━━━━━ DATA PROVIDED ━━━━━
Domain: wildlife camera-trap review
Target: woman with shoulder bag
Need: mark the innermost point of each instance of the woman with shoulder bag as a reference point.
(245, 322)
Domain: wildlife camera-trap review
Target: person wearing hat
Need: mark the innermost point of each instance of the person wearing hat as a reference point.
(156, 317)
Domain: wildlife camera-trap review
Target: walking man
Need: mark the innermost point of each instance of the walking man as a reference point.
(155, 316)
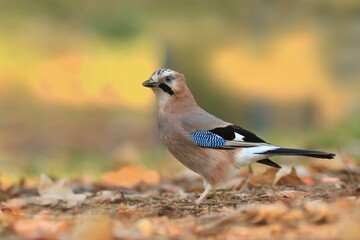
━━━━━
**REQUEST:**
Please output every line of the data above word for word, leaving out the pictures.

**RESULT OF THE TASK:**
Domain: wildlife camera-trap review
Target: woman with shoulder bag
Need: mark the innermost point of each instance of the woman with shoulder bag as a reference point.
(245, 322)
Domain: wildlife camera-trap review
Target: person wearing hat
Need: mark the innermost point of each instance of the person wearing hat as a reference point.
(156, 317)
Domain: wildlife camera-trap review
Target: walking man
Need: mark the innermost point of each instance of the walking man as a reference point.
(155, 316)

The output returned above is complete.